(Object pointing dataset rows)
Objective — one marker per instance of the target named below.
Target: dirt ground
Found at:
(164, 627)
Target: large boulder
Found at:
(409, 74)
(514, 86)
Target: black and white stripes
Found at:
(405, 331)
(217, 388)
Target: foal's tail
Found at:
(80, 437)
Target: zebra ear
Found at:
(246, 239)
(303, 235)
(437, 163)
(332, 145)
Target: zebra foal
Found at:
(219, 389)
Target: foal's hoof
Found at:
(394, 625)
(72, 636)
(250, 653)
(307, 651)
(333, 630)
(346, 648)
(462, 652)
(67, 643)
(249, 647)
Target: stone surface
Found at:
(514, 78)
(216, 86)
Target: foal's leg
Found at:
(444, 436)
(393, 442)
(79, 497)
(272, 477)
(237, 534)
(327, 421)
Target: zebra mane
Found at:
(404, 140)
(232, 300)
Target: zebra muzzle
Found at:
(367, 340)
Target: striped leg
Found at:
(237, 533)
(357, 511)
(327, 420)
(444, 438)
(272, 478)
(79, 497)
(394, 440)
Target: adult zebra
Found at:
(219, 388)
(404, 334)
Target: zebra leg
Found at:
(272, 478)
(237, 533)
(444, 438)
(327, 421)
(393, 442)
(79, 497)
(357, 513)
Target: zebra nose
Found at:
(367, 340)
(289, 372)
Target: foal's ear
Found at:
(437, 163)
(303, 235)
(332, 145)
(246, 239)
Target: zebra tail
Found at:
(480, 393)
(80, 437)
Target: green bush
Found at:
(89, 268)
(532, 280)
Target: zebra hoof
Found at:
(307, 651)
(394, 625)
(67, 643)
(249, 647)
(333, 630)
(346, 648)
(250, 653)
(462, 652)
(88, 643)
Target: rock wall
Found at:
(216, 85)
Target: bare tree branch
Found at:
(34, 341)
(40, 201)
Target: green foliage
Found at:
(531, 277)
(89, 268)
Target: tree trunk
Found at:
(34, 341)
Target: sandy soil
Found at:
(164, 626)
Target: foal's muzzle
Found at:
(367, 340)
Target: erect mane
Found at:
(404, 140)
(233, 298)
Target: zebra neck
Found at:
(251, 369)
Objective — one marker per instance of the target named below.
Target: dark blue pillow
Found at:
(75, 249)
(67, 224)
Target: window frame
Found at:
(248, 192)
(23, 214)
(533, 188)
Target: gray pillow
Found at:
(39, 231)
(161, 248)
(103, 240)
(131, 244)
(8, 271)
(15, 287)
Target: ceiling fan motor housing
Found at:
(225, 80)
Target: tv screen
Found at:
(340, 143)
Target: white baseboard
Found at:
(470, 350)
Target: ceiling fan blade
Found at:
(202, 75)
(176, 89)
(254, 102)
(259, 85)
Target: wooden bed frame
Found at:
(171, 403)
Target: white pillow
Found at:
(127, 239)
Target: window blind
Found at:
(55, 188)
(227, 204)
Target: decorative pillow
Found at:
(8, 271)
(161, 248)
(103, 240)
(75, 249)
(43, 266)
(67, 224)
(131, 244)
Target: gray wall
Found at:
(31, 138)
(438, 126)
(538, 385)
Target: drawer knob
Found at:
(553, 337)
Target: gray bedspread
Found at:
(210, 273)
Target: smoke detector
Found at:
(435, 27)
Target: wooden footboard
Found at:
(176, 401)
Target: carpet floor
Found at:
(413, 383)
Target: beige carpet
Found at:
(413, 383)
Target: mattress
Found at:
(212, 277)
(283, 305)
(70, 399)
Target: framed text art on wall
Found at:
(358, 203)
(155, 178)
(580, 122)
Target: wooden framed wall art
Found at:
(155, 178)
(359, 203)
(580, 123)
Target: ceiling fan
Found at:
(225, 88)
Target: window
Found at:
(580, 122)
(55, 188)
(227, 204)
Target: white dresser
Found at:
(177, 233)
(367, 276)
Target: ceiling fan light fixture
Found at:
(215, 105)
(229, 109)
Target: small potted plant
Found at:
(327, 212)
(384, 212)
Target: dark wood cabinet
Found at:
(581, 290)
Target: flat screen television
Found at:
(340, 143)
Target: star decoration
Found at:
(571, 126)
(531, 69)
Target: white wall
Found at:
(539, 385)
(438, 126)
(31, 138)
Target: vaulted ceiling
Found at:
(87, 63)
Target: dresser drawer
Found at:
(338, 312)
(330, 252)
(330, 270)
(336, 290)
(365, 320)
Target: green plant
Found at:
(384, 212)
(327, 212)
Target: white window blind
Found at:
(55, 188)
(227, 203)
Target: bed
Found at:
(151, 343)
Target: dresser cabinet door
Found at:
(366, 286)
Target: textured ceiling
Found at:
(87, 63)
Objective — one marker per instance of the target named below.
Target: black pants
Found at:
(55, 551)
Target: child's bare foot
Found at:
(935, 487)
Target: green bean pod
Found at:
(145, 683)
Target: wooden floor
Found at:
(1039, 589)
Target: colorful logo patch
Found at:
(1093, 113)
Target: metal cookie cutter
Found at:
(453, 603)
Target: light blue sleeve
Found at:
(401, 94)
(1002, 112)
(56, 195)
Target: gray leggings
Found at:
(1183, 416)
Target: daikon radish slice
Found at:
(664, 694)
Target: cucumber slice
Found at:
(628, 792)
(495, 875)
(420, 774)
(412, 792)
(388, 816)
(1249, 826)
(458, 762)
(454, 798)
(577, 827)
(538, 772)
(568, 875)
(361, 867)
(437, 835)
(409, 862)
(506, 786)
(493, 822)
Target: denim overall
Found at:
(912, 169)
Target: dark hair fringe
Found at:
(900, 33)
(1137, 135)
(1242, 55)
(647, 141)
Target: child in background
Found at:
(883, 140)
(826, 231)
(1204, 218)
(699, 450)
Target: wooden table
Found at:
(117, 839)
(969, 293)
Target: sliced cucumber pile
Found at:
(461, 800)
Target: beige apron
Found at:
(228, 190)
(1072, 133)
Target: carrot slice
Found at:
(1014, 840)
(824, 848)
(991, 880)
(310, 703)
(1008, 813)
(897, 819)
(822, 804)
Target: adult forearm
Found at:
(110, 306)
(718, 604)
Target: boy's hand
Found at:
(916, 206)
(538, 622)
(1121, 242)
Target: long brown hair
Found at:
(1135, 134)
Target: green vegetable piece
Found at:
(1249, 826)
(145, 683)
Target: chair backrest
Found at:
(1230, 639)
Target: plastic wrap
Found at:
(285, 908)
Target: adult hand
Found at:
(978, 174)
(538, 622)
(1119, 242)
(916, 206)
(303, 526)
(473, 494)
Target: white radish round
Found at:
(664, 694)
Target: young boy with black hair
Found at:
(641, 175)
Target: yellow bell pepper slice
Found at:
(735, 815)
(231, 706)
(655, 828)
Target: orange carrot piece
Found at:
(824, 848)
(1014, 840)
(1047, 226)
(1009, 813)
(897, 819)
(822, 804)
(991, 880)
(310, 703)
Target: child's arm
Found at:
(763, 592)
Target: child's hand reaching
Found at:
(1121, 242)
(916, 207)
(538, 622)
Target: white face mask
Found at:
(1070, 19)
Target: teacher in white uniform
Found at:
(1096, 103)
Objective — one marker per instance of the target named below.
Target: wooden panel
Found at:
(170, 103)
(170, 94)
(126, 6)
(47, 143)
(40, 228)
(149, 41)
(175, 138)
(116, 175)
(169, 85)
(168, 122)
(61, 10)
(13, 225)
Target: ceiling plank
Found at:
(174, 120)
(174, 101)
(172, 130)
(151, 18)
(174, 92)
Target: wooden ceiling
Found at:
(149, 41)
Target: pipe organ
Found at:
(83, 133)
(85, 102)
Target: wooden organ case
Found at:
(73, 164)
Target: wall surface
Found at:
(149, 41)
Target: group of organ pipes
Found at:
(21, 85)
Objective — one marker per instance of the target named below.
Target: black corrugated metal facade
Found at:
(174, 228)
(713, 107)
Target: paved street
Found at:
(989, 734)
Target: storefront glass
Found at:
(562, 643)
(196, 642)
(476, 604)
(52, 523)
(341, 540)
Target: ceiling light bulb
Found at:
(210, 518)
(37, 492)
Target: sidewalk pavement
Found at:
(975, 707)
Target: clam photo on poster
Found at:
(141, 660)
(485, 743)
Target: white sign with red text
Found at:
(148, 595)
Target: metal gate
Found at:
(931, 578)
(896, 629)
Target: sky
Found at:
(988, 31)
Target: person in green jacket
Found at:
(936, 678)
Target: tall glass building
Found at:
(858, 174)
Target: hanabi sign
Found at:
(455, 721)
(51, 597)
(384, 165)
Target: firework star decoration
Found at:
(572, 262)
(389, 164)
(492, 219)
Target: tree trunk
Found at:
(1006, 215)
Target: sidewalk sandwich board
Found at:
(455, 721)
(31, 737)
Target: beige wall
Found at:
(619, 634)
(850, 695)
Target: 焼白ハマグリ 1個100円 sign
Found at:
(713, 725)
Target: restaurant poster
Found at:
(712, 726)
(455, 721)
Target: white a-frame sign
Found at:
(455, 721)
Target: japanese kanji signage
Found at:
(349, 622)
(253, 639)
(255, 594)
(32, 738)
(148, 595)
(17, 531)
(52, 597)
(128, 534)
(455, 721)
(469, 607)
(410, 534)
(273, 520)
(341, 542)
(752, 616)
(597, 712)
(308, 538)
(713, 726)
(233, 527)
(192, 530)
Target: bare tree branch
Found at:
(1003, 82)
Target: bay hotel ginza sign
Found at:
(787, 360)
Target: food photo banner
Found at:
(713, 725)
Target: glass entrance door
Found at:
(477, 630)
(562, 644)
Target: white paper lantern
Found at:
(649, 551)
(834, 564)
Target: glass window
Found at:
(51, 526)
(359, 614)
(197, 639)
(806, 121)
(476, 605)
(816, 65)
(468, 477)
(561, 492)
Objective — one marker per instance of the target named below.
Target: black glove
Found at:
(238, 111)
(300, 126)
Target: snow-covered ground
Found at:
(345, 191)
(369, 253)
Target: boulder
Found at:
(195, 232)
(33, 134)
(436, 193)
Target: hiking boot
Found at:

→ Exercise: All lines from the one that contains "Target: hanabi sign" through the end of the material are to be quoted exactly, with both ends included.

→ Written response:
Target: hanabi sign
Found at:
(455, 721)
(51, 597)
(384, 165)
Target: firework star decoration
Found at:
(572, 262)
(389, 164)
(492, 219)
Target: tree trunk
Found at:
(1006, 215)
Target: sidewalk sandwich board
Found at:
(455, 721)
(31, 737)
Target: beige wall
Found at:
(619, 634)
(850, 695)
Target: 焼白ハマグリ 1個100円 sign
Found at:
(713, 725)
Target: restaurant poster
Found at:
(712, 726)
(455, 721)
Target: white a-frame sign
Found at:
(455, 721)
Target: japanese kanji signage
Found at:
(349, 622)
(253, 639)
(255, 594)
(32, 738)
(148, 595)
(17, 531)
(52, 597)
(128, 534)
(455, 721)
(469, 607)
(410, 534)
(273, 520)
(341, 542)
(752, 616)
(597, 712)
(308, 538)
(713, 726)
(233, 527)
(192, 530)
Target: bare tree branch
Found at:
(1003, 82)
Target: bay hotel ginza sign
Found at:
(787, 360)
Target: food photo banner
Found at:
(713, 725)
Target: glass entrance door
Found at:
(477, 630)
(562, 644)
Target: white paper lantern
Found at:
(649, 551)
(834, 564)
Target: glass window
Found at:
(51, 526)
(359, 614)
(197, 639)
(806, 121)
(476, 605)
(816, 65)
(468, 477)
(561, 492)
Objective — one marker per instance of the target named below.
Target: black glove
Found at:
(238, 111)
(300, 126)
Target: snow-covered ground
Found at:
(345, 191)
(369, 253)
Target: boulder
Found at:
(195, 232)
(33, 134)
(436, 193)
Target: hiking boot
Found at:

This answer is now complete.